**ACTIVITY LIST:**
1. From the article on HIV among adolescent girls, copy the passage that begins with the words containing "Published on 11" and ends with "can be shared.".
2. Write the next part of the article on reducing HIV among adolescent girls, continuing from its final sentence.

**DOCUMENT SECTION:**
Reducing the Impact of HIV Among Adolescent Girls

Published on 11 Nov 2016 View Original

Around 180 young women and adolescent girls from Malawi, Kenya and Uganda have led a pilot project that aims to strengthen the leadership of young women and adolescent girls in the AIDS response. Called Empowerment + Engagement = Equality, the programme aims to address issues of gender inequality that heighten adolescent girls’ vulnerability to HIV infection and provide spaces where experiences can be shared.

The initiative, designed and implemented by UN Women and the International Planned Parenthood Federation, mobilized more than 1000 young advocates, including young women living with HIV, to voice their concerns at the local, regional and national levels. As well as sharing knowledge among themselves, the participants engaged in face-to-face and online meetings with parents, teachers, religious leaders and other community stakeholders to discuss how to change harmful gender norms and inequalities that increase the risk of HIV infection.

The First Lady of Malawi, Gertrude Mutharik, participated in one of the discussions and committed her support to challenging the issues that increase the risk of HIV infection among young women, including gender-based violence. The young leaders have continued to advocate at the highest levels, taking part in debates at the International AIDS Conference in Durban, South Africa, in July 2016.

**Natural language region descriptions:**
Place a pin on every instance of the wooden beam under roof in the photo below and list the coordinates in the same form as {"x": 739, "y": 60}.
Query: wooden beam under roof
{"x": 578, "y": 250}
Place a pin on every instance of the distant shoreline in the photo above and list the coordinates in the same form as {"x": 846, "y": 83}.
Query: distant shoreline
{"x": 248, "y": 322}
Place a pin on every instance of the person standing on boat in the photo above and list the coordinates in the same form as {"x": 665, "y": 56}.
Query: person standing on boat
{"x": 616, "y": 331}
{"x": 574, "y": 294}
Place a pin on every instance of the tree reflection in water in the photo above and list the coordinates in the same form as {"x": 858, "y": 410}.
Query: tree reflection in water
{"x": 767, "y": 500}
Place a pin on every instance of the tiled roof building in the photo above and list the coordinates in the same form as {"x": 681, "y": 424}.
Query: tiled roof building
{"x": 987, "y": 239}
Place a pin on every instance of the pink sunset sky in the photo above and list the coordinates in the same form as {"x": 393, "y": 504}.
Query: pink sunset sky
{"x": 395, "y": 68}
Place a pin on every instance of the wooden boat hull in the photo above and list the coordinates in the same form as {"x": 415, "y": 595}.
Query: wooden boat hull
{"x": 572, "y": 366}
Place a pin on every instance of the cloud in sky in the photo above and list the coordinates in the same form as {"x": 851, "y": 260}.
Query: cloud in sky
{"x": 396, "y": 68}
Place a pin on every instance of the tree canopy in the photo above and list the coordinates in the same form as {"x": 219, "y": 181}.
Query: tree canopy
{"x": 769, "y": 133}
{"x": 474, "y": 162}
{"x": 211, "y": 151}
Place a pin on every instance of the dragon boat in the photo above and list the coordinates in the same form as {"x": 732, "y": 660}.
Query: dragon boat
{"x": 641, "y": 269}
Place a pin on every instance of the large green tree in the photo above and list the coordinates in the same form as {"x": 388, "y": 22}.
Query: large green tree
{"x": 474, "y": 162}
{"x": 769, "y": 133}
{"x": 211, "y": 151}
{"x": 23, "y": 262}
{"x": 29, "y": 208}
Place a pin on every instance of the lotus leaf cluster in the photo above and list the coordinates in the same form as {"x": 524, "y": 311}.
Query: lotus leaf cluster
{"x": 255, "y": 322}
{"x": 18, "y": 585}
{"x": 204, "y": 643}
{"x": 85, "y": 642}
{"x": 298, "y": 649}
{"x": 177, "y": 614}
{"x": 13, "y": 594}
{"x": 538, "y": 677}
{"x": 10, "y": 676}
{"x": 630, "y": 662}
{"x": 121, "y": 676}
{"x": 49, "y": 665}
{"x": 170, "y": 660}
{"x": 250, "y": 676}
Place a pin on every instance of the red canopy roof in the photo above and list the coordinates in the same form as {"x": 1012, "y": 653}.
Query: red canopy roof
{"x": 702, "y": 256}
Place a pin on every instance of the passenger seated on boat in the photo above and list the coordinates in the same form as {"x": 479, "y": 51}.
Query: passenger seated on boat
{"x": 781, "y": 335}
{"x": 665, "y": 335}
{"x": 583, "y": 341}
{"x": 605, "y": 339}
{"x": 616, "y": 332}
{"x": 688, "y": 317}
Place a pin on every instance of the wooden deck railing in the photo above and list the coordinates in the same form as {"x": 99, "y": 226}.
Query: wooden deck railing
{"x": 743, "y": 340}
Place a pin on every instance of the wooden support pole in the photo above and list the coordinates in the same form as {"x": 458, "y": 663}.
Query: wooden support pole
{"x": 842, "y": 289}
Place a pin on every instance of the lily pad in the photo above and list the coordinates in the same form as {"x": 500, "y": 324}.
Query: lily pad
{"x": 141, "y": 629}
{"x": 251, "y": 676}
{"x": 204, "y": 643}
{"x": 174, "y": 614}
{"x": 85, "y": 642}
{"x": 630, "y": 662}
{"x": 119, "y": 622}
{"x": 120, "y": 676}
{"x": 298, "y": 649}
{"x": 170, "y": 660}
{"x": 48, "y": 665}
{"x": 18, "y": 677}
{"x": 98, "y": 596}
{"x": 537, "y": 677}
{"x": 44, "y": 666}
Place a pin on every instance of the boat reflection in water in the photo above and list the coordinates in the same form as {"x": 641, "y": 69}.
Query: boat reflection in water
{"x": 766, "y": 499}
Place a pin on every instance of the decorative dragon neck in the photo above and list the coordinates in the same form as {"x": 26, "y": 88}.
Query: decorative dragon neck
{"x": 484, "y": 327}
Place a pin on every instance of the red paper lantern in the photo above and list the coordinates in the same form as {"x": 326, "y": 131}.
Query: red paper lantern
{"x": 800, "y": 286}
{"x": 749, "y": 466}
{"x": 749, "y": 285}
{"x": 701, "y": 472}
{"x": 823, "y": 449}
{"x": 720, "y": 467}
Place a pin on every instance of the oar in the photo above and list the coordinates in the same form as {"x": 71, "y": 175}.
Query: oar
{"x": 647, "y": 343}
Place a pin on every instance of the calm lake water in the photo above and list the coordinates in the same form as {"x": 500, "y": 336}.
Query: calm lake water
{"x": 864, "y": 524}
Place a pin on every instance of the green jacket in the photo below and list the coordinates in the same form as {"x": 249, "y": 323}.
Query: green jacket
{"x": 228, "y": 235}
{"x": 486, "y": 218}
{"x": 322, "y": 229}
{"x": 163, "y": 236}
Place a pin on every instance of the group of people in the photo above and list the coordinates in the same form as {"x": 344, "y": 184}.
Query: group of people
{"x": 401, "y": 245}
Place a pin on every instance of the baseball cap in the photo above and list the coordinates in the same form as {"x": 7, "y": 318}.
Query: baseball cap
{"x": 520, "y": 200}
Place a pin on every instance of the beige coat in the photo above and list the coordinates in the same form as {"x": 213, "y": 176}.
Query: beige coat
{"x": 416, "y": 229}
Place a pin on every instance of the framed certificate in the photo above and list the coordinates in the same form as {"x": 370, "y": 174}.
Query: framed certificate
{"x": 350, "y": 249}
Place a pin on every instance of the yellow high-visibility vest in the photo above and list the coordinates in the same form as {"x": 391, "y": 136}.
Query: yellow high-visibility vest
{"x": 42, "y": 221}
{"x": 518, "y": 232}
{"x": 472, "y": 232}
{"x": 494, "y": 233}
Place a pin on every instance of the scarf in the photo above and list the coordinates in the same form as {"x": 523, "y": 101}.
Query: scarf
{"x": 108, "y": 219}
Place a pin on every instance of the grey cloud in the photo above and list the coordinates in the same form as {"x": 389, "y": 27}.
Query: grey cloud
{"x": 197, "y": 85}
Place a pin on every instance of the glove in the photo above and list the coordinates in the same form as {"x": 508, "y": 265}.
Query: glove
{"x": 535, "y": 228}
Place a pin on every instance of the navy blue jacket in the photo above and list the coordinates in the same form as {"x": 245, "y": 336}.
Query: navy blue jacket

**ANSWERS BY TASK:**
1.
Published on 11 Nov 2016 View Original

Around 180 young women and adolescent girls from Malawi, Kenya and Uganda have led a pilot project that aims to strengthen the leadership of young women and adolescent girls in the AIDS response. Called Empowerment + Engagement = Equality, the programme aims to address issues of gender inequality that heighten adolescent girls’ vulnerability to HIV infection and provide spaces where experiences can be shared.

2.
“Some of the most fulfilling work I have done as part of this project is to support other girls like me to feel empowered and in control of their lives,” said Divina Kemunto, from Kenya, “I shared my personal experience and encouraged girls living with HIV to believe that they too can walk with their heads held high and a smile on their face.”

Preventing new HIV infections among adolescent girls and young women in sub-Saharan Africa is crucial if the world is to end the AIDS epidemic by 2030—in 2015, 75% of new HIV infections in sub-Saharan Africa among adolescents were among adolescent girls aged 10–19 years. Preventing infections means empowering young women and girls to stay in school so they have better economic prospects, ensuring that they have the knowledge, information and tools to avoid unintended pregnancy and sexually transmitted infections and making sure they know what to do when faced with sexual violence.

Laws and policies that discriminate against women and girls must be dismantled and their sexual and reproductive health and rights must be fully respected.